Referring expression data
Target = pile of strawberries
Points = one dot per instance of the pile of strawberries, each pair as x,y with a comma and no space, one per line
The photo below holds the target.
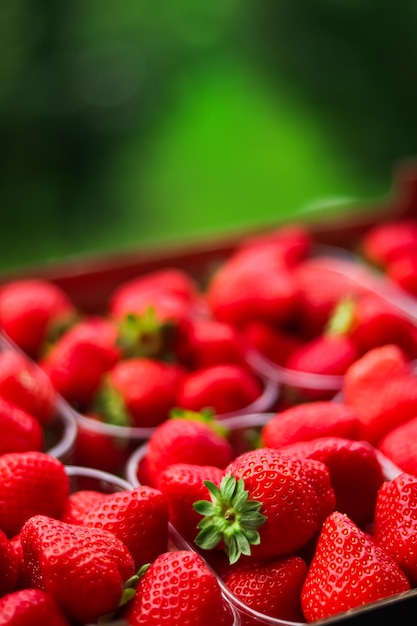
306,517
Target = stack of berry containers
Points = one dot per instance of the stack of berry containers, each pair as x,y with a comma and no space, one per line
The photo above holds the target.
105,329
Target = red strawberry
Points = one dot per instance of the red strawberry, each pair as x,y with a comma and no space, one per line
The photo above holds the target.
223,388
139,392
10,565
348,570
138,517
381,388
203,342
96,447
252,284
24,384
30,483
355,472
78,361
382,243
182,484
79,504
84,569
187,438
19,431
30,606
396,522
286,498
400,446
403,272
308,421
190,591
273,588
31,310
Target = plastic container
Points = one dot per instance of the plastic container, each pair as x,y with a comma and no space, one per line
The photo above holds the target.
109,446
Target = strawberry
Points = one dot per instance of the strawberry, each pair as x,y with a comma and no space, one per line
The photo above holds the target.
139,392
10,565
32,310
252,284
20,431
224,388
182,484
381,388
308,421
30,483
187,438
384,242
138,517
355,472
84,569
203,342
395,525
403,272
190,591
400,446
348,570
287,498
30,606
24,384
272,588
96,447
77,362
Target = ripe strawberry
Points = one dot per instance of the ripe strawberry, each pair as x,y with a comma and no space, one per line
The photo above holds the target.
400,446
19,431
203,342
273,588
355,472
32,310
223,388
396,522
308,421
348,570
252,284
190,591
139,392
30,606
24,384
381,388
403,272
287,497
384,242
138,517
96,447
77,362
30,483
182,484
84,569
187,438
10,565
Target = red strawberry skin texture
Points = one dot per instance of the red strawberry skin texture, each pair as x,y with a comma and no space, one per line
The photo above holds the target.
28,310
348,570
308,421
296,494
138,517
30,607
82,568
189,589
355,472
395,527
181,440
30,483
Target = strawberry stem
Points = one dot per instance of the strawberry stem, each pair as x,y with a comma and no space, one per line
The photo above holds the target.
229,517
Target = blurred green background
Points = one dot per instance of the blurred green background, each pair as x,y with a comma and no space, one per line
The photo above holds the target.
137,123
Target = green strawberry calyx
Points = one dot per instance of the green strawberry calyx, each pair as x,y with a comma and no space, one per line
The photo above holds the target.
229,517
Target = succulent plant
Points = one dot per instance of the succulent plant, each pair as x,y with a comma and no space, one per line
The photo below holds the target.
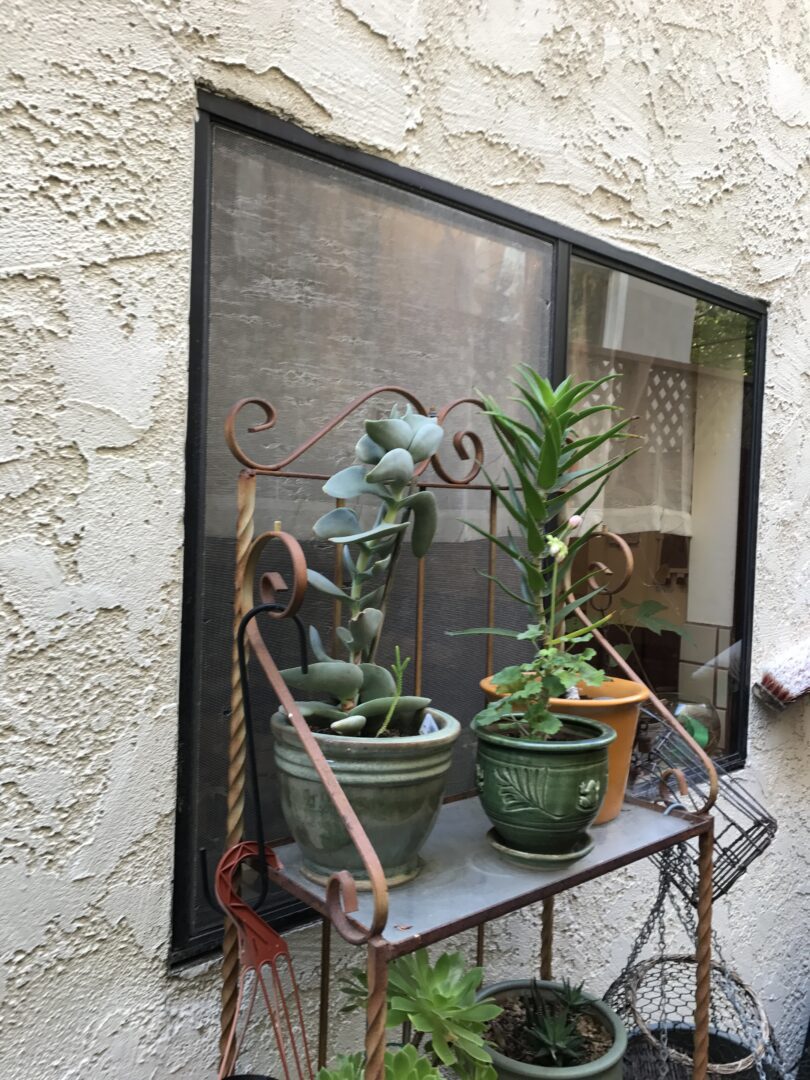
552,1030
436,1000
402,1064
552,470
367,697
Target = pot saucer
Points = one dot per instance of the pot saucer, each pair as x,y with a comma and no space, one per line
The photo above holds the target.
532,860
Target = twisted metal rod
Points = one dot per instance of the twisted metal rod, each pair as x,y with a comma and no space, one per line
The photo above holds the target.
377,1011
341,893
703,954
461,440
234,823
547,937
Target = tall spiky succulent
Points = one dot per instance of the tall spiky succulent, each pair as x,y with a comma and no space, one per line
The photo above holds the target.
367,697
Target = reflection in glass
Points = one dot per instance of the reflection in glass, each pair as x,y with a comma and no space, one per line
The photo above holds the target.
683,368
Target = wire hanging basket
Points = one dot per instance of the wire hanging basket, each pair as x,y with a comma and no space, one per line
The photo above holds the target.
743,827
656,995
739,1033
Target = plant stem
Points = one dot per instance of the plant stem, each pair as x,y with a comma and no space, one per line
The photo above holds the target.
399,669
552,605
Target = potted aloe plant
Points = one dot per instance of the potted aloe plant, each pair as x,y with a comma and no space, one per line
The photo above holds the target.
553,1031
389,751
542,761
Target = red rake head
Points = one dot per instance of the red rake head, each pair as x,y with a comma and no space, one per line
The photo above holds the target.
261,952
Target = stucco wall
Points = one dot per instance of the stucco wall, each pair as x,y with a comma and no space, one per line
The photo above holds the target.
677,130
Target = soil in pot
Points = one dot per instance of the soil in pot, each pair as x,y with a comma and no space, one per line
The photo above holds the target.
604,1036
542,796
394,784
509,1036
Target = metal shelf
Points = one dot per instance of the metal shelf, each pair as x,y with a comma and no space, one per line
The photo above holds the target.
464,882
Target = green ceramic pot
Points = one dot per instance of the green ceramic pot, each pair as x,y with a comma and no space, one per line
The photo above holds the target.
541,796
395,786
607,1067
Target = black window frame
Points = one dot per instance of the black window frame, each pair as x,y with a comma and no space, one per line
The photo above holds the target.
214,110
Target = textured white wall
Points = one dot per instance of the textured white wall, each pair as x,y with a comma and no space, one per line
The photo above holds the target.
677,130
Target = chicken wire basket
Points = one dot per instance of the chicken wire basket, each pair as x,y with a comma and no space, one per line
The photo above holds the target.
739,1028
656,998
743,828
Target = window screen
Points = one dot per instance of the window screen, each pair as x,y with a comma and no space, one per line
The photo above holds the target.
323,283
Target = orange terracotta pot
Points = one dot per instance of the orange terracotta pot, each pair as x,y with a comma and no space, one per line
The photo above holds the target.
617,703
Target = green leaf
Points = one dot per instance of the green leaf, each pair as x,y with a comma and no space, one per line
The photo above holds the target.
646,615
324,585
395,467
337,677
348,1067
337,523
391,434
422,505
365,626
406,707
427,440
367,450
374,534
373,598
377,683
319,710
316,646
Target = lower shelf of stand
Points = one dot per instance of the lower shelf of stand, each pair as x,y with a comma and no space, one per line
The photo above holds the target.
464,881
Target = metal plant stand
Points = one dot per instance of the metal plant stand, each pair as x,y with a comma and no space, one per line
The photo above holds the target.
463,882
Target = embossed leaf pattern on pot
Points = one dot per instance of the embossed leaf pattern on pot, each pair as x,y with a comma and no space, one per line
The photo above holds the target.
534,790
522,788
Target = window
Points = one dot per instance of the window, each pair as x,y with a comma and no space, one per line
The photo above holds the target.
318,272
684,368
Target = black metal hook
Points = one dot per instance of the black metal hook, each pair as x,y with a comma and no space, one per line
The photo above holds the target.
253,774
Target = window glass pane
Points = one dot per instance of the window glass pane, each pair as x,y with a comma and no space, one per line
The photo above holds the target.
324,283
684,369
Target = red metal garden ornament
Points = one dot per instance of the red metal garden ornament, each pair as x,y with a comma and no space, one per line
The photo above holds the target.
266,966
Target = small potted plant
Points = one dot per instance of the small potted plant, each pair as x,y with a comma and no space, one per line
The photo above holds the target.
553,1031
389,752
542,765
441,1009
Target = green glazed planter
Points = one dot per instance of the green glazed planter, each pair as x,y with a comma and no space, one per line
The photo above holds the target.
607,1067
541,796
395,786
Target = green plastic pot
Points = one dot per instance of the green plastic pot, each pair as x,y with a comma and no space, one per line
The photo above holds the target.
541,796
394,785
607,1067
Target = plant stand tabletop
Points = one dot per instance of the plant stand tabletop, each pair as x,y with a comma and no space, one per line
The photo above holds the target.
463,882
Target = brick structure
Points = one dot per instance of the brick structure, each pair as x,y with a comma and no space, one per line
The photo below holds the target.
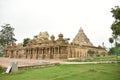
43,48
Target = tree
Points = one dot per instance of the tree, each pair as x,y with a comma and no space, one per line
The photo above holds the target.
25,41
7,35
91,52
111,41
115,27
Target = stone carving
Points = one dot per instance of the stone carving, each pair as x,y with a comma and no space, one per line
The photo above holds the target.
43,36
81,39
43,48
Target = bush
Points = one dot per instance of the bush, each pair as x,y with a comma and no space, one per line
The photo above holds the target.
1,69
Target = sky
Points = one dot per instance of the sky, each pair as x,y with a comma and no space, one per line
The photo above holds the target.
30,17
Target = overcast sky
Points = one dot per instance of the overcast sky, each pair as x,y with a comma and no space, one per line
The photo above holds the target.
29,17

Work instructions:
In transcribing the lines above, omit the images and keep all else exact.

Written answer:
Target = pile of strawberries
Points = one dot per instance of the pile of strawberries, each pair as x,y with a comma and no space, one per line
The photo below holds the target.
306,517
Target = stack of berry containers
Points = one dot per instance of the stack of berry containers, each pair as x,y with a comma and no space, one per line
The photo above holds the target.
105,329
Target = red strawberry
Points = one dot per instance of the red strawberry, each pair as x,y with a comma and no space, one per line
The photo above holds the target.
223,388
139,392
10,565
348,570
138,517
381,388
203,342
96,447
252,284
24,384
30,483
355,472
78,361
382,243
182,484
79,504
84,569
187,438
19,431
30,606
396,522
286,498
400,446
403,272
308,421
190,591
273,588
31,310
Target = plastic container
Points = one dot per instance of the plastic container, each pair as x,y with a comma and no space, one per line
The photo above holds the target.
109,446
Target = strawberry
Points = one dot per instance of the strawberry, each pair as x,y with a comma and no space, one per line
The photo above holds the target.
139,392
10,565
32,310
252,284
20,431
224,388
182,484
381,388
308,421
30,483
187,438
384,242
138,517
355,472
84,569
203,342
395,525
403,272
190,591
400,446
348,570
287,498
30,606
24,384
272,588
96,447
77,362
Target = ripe strawberry
Points = one dot per instance of the ripe strawberry, each pair as x,y with a comma and no space, one per line
The photo above holds the target.
400,446
19,431
203,342
273,588
355,472
32,310
223,388
396,522
308,421
348,570
252,284
190,591
139,392
30,606
24,384
381,388
403,272
287,497
384,242
138,517
96,447
77,362
30,483
182,484
84,569
187,438
10,565
Target = red strawberry skin texture
Points = one dot per instance of the red strawberry skin texture, each pair as x,y with a comma and no space, one per line
The photo above holds the target.
28,310
348,570
308,421
296,494
138,517
30,607
82,568
189,589
355,472
395,527
181,440
30,483
Target = strawberry stem
Points = one dot per instance of the strawberry stem, each pair as x,y with a comma and no space, one per line
The photo above holds the target.
229,517
Target = blurred green background
Points = one dot per instance of the blurred green background, each pair as x,y with a comma and no space, one per line
The photo above holds the target.
137,123
Target = green strawberry calyx
Points = one dot per instance of the green strawberry calyx, each pair as x,y with a comma and no space, one per line
The photo above holds the target.
229,517
Target = succulent plant
Points = one dot per instance of the succulent plant, each pair as x,y with a comma and no space, one per line
The photo below holds the target.
552,1030
436,1000
402,1064
552,470
367,697
Target = pot saucer
Points = one dot per instance of the pot saucer, each pair as x,y with a comma and no space, one per line
The photo above holds the target.
532,860
Target = twisted metal rod
Points = one dot per instance of the twisted metal rod, each pair as x,y with a comma and no space, one per line
The photo above holds the target.
377,1011
341,893
703,954
461,440
234,823
547,937
Target = tall spiky succulent
Points = one dot per instance of the tall spiky succulent, each pair as x,y with a comma and no space, one per line
The photo above holds the target.
367,697
Target = reflection in glass
Points = one dot per instance of the reflection in glass, each pair as x,y with a comma and no space, one per line
The photo above holds the target.
683,368
Target = wire hanging basket
Points = one dot per instance of the wire hanging basket, each pair as x,y with a comma and no space, one per line
The photo above holds the target.
743,827
656,995
739,1033
Target = plant stem
Points = one dot per instance of the plant stem, each pair as x,y with a comma and no space, one per line
The photo above holds the target.
399,669
552,605
Target = potted aloe plant
Points = one dot per instance of the potted aloe plant, each pair as x,y with a comma and no space, one per line
The photo above holds the target.
553,1031
389,751
542,761
Target = red rake head
Points = one dot per instance of the red rake head, each pair as x,y with a comma and no space, one per line
The photo above holds the target.
261,952
Target = stucco wall
Points = one dot per instance of the stucco wall, each pair as x,y with a comma and no space, one per line
The photo above holds the target.
677,130
Target = soil in pot
Points = one dot per instance of the soil in pot, each pair as x,y with a comma and no space, one per line
The photo above holds the target.
604,1036
542,796
394,784
509,1036
Target = metal shelf
Points = one dot per instance of the metal shelf, each pair as x,y with a comma and no space, one per line
The photo above holds the target.
464,882
Target = green ceramic pot
Points = one dot per instance of the green ceramic pot, each pair as x,y with a comma and no space, one per line
The photo above holds the target.
541,796
395,786
607,1067
Target = black window frame
Points = one dot per instance of the black window frame, each pair as x,y with a comma and no space, one per line
The photo above holds the target.
214,110
Target = textured white wall
Points = one dot per instance of the textured white wall, each pair as x,y with a comma and no space, one per line
The photo above holds the target.
677,130
Target = chicken wire basket
Points = one dot per instance of the chicken wire basket, each pair as x,y with a comma and no space, one per line
The photo above holds the target.
739,1028
656,998
743,828
Target = window screen
Points = one dot per instance of the window screen, each pair as x,y with a comma and no space, one per line
The photo above holds the target.
323,283
Target = orange terracotta pot
Points = one dot per instance of the orange terracotta pot, each pair as x,y with a comma and no space, one per line
The photo above holds the target.
617,703
Target = green leaf
Points = one dot per instance of the green leaf, each pair as x,y with a comma and no space, one per line
The photo above holds the target.
646,615
324,585
395,467
337,677
348,1067
337,523
391,434
422,505
365,626
406,707
427,440
367,450
374,534
373,598
377,683
319,710
316,646
Target = lower shelf of stand
Points = one dot per instance of the lower shelf of stand, each pair as x,y with a comma and no space, one per line
The photo above holds the target.
464,881
Target = metal plant stand
Points = one dot per instance of the metal plant stand, each pair as x,y with a comma and no space, one per line
The photo above holds the target.
463,882
Target = embossed leaf pattern on pot
Points = one dot per instance of the embossed leaf pattern on pot, each pair as x,y with a comma and no space, one per line
The photo above holds the target.
534,790
522,788
Target = window
Points = one dot per instance of the window, each pair as x,y with a comma and no space, one per line
The photo above holds the target.
318,272
684,368
Target = black metal hook
Points = one dot per instance of the black metal hook, each pair as x,y with a comma and no space, one per line
The photo above holds the target.
253,774
Target = window glass pane
Points = one dot per instance of the window glass pane, each pair as x,y with a comma and no space, one per line
The photo above holds the target.
324,283
684,369
Target = red metal garden ornament
Points = one dot per instance of the red metal garden ornament, each pair as x,y with a comma and no space, one per line
The photo above holds the target.
266,966
Target = small potted plant
Points = one dot per instance of the small potted plant, each pair as x,y with a comma and no space, one per line
The photo above holds the target.
553,1031
389,752
542,765
441,1009
Target = green glazed planter
Points = one dot per instance of the green glazed planter, each pair as x,y with a comma and no space, one per line
The photo above holds the target.
607,1067
541,796
395,786
Target = green plastic pot
Points = one dot per instance of the green plastic pot, each pair as x,y with a comma and no space, one per line
The photo above holds the target.
541,796
394,785
607,1067
Target = plant stand tabletop
Points = one dot per instance of the plant stand tabletop, each pair as x,y with a comma and no space, one per line
The photo above holds the target.
463,882
Target = brick structure
Points = one dot per instance of the brick structure, each pair as x,y with a comma and no space, one per line
The photo below holds the target.
43,48
Target = tree
Points = one dot per instance of the tree, each pair as x,y with a comma and no space, one per line
The photo above holds the target.
25,41
7,35
91,52
111,41
115,27
Target = stone carving
Points = one dot per instance of the stone carving, each pair as x,y with a comma and no space, one per line
The photo above holds the target.
43,36
81,39
43,48
Target = bush
Points = one dot per instance of the bush, each pair as x,y with a comma and no space, one per line
The photo above holds the target.
1,69
Target = sky
Points = one dot per instance of the sky, each pair as x,y with a comma and no space, one per line
The photo above holds the target.
30,17
Target = overcast sky
Points = one dot per instance of the overcast sky, each pair as x,y with a comma and no space, one per line
The photo above holds the target.
29,17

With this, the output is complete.